| Input |
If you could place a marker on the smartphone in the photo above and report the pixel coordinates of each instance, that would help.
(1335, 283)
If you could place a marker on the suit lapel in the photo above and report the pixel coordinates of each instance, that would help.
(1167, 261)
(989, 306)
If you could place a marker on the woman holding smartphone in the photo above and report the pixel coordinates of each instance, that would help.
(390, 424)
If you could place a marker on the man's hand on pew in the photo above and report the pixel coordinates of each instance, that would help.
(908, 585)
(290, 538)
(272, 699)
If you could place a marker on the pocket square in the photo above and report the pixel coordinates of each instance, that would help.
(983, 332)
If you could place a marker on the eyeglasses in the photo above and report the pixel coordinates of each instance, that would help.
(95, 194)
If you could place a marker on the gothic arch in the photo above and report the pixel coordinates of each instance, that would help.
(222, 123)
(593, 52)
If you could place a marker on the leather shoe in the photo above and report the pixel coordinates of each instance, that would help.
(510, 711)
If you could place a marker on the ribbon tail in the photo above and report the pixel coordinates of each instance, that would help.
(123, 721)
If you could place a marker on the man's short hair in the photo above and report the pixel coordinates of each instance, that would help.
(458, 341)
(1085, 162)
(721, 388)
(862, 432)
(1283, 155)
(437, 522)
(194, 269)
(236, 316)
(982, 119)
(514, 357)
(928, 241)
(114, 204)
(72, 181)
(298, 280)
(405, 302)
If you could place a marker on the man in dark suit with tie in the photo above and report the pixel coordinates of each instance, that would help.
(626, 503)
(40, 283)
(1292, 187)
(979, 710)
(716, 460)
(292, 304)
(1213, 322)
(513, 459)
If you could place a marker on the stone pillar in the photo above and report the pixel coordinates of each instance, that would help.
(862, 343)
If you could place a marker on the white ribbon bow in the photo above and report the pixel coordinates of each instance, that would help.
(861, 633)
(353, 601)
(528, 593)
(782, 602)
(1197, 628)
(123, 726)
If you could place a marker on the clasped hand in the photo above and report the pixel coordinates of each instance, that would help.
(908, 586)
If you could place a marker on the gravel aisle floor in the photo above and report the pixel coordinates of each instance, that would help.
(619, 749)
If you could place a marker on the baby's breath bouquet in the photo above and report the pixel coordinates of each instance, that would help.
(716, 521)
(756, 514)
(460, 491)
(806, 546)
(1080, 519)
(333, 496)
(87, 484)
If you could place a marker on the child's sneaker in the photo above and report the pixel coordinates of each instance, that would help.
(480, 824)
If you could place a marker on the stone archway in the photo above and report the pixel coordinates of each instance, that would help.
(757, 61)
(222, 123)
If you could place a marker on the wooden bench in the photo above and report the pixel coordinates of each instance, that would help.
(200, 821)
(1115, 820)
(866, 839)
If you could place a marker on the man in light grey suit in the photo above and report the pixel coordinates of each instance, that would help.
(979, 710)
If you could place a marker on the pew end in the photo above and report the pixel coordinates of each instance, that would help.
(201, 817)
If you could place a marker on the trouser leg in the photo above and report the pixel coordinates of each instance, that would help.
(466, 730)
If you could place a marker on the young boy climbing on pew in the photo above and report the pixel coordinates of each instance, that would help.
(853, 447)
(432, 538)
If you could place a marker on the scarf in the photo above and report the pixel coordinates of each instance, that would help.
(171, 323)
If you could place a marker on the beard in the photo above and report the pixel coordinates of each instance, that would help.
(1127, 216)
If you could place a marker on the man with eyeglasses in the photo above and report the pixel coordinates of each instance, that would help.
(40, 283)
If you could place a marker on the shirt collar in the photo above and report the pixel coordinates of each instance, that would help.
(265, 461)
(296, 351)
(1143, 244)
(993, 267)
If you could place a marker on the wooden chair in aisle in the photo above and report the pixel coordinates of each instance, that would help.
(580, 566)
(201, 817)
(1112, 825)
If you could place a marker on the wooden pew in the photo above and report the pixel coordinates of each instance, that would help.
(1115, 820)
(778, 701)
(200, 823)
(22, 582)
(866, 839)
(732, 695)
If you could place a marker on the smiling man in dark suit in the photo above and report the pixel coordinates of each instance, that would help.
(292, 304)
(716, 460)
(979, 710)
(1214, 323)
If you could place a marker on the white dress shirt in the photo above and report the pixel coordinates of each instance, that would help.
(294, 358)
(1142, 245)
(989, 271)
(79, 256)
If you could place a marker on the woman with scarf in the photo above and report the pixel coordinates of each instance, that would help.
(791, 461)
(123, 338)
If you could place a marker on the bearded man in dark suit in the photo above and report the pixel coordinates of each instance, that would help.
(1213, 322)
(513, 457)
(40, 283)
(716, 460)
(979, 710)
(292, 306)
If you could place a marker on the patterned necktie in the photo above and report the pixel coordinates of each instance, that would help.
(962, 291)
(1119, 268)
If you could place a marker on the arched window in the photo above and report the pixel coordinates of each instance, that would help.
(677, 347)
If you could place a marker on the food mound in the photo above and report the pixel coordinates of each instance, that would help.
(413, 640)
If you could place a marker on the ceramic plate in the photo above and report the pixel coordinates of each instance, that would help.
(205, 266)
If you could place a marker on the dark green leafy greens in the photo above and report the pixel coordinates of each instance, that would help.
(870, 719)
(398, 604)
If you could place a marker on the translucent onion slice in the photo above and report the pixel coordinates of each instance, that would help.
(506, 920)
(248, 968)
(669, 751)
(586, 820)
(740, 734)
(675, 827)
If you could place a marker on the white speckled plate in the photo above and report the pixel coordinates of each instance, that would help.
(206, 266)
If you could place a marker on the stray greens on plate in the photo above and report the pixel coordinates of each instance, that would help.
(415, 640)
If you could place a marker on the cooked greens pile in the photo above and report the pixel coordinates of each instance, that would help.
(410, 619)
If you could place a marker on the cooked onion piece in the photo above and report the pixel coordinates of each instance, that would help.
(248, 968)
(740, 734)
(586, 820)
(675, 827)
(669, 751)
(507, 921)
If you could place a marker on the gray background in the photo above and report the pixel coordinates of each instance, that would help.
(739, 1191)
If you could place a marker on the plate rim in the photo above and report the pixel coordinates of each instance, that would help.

| Problem details |
Starting at the line containing "If you could place a marker on the gray" and ending at the last line of the records, write out every line again, requests included. Multiply each coordinate in the answers by 1.4 and round to a whole number, with halves rounded up.

| Solution to this problem |
If you could place a marker on the gray background in the photo above and report the pixel coordinates of each instance, that would help.
(1035, 1667)
If you could place a marker on the plate rim in the photo above and report the pixel coordinates of each instance, that would help.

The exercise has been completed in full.